What you have to do » Only lines with the string "grass" are wanted. Pull them out of the data.

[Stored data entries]
━━━━
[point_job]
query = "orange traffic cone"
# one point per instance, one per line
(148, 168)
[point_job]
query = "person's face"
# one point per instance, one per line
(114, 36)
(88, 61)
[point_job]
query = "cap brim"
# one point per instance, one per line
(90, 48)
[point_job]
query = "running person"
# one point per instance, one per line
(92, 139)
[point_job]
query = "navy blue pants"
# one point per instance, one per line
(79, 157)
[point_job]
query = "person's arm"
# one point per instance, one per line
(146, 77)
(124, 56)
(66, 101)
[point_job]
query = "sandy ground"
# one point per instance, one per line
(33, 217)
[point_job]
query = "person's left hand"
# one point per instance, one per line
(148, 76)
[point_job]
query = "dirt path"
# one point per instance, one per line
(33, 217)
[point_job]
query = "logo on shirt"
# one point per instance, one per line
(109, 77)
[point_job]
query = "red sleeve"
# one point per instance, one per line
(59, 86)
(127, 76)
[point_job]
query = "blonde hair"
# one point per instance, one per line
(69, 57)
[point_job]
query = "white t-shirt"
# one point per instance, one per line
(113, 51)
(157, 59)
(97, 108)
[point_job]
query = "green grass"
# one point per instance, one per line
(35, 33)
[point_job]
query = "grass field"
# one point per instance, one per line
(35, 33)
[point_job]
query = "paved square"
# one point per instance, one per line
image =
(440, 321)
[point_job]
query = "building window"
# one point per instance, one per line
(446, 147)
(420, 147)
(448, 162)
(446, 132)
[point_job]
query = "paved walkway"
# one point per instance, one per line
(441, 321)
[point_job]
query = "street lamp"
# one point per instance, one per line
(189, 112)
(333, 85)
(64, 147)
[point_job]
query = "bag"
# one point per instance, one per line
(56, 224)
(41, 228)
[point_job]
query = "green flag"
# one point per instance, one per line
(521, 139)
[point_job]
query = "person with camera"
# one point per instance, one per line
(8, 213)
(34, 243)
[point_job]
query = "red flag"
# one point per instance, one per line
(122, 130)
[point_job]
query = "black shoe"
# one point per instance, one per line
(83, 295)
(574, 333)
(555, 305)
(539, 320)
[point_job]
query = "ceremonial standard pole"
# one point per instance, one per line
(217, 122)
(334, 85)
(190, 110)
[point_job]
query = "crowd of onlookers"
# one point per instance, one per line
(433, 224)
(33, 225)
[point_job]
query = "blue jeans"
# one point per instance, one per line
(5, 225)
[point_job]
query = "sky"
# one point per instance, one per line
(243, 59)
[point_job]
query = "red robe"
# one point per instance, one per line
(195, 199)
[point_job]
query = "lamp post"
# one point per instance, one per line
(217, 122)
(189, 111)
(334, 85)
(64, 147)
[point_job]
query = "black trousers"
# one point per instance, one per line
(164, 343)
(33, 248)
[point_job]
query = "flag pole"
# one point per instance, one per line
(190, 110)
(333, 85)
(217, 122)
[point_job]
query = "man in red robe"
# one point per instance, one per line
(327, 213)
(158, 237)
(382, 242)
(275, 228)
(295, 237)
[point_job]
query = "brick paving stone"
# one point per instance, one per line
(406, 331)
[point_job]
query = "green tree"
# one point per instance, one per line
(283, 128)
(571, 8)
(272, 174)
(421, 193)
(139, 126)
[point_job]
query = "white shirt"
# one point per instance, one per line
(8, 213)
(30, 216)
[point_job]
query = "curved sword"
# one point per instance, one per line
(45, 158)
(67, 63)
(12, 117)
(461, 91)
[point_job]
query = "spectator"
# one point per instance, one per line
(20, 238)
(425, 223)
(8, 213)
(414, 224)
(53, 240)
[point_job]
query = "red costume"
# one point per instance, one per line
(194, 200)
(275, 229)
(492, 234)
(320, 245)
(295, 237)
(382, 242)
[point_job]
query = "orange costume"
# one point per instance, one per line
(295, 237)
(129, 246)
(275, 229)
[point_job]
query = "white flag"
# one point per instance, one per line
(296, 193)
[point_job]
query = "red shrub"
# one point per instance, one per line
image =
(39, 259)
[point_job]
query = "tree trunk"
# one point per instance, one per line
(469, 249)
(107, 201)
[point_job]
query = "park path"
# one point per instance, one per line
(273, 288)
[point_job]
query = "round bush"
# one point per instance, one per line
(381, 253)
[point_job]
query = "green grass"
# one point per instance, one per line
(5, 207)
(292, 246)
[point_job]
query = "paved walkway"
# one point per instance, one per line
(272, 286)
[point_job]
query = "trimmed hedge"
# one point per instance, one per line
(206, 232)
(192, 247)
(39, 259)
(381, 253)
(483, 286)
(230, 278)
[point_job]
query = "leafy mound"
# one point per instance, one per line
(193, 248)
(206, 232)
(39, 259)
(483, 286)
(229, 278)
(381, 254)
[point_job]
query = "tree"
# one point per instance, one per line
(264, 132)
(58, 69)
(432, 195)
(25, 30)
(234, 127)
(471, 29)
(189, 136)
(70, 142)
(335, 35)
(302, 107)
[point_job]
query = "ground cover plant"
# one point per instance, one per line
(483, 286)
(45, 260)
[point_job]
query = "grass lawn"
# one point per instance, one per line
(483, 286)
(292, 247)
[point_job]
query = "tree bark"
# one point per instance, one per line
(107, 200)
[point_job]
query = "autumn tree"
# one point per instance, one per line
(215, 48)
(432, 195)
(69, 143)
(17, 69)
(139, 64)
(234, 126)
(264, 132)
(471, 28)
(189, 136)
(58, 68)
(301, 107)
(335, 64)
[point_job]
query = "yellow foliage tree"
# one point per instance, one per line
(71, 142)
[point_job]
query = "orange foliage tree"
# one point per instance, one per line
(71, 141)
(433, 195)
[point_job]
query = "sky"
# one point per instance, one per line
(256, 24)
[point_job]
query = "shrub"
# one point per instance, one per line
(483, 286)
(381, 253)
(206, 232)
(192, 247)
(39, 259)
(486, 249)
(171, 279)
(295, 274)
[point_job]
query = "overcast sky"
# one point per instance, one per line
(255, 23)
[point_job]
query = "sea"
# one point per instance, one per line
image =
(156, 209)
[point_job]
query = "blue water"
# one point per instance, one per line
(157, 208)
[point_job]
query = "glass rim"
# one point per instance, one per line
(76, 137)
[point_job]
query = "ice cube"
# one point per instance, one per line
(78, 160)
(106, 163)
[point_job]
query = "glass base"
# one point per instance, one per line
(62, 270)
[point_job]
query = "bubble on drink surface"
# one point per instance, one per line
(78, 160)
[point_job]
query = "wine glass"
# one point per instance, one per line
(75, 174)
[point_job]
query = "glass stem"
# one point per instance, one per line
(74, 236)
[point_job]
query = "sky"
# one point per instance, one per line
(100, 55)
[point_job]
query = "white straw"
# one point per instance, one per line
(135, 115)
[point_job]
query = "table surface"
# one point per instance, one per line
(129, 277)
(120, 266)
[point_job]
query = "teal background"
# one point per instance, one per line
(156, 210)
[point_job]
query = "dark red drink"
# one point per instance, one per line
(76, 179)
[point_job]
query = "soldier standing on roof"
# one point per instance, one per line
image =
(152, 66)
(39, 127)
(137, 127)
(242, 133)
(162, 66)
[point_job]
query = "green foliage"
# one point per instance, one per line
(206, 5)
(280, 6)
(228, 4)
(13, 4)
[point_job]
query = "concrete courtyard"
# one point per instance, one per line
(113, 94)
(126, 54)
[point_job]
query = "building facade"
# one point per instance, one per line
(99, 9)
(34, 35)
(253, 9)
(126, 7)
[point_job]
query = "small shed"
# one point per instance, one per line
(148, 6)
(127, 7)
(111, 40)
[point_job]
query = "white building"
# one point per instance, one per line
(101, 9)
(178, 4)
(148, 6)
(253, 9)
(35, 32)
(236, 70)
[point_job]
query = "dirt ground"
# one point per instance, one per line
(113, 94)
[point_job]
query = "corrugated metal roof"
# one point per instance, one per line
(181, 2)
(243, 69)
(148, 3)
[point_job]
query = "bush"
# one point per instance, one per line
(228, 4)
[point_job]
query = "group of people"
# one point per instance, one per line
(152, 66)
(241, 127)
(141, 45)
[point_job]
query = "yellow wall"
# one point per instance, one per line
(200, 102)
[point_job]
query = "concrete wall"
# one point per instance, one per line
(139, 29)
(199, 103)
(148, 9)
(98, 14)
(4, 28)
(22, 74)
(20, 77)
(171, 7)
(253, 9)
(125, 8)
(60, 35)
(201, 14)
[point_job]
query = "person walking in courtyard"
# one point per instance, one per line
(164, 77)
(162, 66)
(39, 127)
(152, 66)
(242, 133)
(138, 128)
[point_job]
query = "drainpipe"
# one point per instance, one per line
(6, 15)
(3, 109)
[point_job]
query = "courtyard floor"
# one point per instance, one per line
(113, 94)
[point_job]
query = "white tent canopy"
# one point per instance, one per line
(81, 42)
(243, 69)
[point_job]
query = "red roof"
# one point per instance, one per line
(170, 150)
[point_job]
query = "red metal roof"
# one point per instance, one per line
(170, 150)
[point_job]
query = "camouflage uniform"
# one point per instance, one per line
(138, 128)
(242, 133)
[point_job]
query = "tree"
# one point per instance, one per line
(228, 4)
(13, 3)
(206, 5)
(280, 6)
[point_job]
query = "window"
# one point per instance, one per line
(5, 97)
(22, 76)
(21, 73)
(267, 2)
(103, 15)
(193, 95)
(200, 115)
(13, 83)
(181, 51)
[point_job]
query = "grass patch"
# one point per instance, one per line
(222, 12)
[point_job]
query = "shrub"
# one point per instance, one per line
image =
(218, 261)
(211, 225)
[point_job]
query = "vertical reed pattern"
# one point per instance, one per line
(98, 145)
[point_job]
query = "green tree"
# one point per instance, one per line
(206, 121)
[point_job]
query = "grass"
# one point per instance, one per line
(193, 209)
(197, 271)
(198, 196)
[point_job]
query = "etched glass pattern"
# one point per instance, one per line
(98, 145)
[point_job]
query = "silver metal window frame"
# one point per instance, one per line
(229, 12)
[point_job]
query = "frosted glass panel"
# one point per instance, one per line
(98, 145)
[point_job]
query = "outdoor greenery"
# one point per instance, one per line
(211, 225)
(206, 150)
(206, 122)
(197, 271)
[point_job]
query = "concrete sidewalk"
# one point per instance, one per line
━━━━
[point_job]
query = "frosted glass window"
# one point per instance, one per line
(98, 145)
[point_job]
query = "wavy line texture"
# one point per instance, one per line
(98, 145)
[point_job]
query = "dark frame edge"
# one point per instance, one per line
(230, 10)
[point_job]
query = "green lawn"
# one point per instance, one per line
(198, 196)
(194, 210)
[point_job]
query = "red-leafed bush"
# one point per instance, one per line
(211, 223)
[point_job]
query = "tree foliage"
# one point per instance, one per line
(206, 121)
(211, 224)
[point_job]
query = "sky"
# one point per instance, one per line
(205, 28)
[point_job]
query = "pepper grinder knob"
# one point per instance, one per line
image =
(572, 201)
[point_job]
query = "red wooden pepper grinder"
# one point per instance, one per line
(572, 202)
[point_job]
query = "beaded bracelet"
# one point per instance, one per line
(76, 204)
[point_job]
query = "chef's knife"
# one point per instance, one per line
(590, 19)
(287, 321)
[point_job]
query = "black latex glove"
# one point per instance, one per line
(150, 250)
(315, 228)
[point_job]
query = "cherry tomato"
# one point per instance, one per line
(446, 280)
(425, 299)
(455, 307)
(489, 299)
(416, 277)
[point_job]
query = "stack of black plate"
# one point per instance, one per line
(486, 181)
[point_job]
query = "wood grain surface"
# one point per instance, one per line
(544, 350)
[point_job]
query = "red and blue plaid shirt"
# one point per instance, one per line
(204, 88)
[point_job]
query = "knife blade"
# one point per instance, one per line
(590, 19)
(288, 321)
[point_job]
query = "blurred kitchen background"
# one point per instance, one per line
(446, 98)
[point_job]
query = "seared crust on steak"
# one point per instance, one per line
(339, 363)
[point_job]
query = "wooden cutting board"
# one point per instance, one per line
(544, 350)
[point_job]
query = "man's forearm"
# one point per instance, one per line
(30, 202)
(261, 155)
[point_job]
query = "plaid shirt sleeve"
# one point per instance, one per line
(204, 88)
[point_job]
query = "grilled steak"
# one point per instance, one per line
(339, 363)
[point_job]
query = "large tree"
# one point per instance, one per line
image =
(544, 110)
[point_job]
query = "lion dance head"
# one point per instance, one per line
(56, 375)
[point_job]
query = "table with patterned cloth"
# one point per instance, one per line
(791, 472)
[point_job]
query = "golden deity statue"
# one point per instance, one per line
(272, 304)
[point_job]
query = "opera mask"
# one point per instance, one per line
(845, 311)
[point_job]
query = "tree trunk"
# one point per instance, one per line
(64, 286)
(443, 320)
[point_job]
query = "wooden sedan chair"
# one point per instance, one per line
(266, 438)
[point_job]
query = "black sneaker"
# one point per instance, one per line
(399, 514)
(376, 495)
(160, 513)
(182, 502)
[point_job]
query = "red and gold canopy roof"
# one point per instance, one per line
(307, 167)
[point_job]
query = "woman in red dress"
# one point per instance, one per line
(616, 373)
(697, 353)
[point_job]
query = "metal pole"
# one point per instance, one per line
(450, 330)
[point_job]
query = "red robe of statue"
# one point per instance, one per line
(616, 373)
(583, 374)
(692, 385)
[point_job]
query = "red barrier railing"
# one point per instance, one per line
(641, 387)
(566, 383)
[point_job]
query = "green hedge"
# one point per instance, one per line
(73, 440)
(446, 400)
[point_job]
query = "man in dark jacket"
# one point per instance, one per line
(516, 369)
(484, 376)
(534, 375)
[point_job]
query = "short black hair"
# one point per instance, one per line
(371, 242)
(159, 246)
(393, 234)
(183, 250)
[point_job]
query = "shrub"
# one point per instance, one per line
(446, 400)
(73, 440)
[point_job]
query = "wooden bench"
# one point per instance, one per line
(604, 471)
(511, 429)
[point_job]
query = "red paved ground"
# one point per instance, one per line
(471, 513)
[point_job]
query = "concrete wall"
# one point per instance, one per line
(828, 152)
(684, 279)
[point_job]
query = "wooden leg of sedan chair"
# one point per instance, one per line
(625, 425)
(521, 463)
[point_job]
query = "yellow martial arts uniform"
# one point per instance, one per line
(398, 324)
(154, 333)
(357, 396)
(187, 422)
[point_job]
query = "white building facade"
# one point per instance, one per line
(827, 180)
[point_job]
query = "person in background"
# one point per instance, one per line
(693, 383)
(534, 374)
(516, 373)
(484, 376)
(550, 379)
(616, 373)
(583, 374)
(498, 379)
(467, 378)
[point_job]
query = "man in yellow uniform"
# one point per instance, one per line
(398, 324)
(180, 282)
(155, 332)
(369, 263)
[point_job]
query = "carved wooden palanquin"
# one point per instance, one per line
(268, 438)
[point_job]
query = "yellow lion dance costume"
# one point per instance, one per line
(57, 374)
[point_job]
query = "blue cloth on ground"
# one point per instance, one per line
━━━━
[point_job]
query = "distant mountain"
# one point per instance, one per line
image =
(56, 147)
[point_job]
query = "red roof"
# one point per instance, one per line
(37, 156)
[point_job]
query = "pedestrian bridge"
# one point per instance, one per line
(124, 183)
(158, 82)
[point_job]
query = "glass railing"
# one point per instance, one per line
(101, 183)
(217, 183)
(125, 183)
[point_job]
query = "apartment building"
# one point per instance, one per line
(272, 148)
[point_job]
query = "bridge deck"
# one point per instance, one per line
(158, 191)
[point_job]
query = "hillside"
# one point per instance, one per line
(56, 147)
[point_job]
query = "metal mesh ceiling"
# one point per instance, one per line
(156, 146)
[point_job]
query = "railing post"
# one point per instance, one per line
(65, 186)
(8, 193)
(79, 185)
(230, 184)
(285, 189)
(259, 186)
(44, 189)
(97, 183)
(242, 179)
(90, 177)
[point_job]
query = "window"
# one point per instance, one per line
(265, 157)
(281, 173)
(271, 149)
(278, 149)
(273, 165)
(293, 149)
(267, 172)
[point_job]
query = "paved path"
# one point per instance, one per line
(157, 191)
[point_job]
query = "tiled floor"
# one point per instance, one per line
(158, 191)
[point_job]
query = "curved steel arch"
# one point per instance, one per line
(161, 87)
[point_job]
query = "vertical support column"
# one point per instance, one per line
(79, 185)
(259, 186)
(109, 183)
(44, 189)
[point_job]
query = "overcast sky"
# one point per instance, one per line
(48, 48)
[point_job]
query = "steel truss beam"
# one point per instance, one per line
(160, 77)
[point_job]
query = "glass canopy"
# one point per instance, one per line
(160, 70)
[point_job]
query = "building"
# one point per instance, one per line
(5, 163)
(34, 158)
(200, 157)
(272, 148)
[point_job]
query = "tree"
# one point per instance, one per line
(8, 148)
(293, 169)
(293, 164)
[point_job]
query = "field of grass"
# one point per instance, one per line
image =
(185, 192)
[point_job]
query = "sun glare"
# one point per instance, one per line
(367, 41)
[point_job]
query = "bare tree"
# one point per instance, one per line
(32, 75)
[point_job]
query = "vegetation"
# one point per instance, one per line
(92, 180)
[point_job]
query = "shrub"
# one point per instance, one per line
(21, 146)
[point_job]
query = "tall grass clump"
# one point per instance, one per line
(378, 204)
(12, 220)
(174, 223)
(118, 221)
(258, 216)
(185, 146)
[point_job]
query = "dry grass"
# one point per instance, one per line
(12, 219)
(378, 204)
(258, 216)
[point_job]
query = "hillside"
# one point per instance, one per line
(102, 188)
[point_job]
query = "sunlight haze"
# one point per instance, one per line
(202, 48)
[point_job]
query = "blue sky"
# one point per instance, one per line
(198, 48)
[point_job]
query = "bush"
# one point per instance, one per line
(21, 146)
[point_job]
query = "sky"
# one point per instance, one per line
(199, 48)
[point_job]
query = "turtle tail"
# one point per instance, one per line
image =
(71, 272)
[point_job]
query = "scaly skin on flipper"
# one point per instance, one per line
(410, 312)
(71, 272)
━━━━
Exercise output »
query = "green grass"
query = "grass field"
query = "green grass"
query = "grass lawn"
query = "grass patch"
query = "grass"
query = "field of grass"
query = "tall grass clump"
query = "dry grass"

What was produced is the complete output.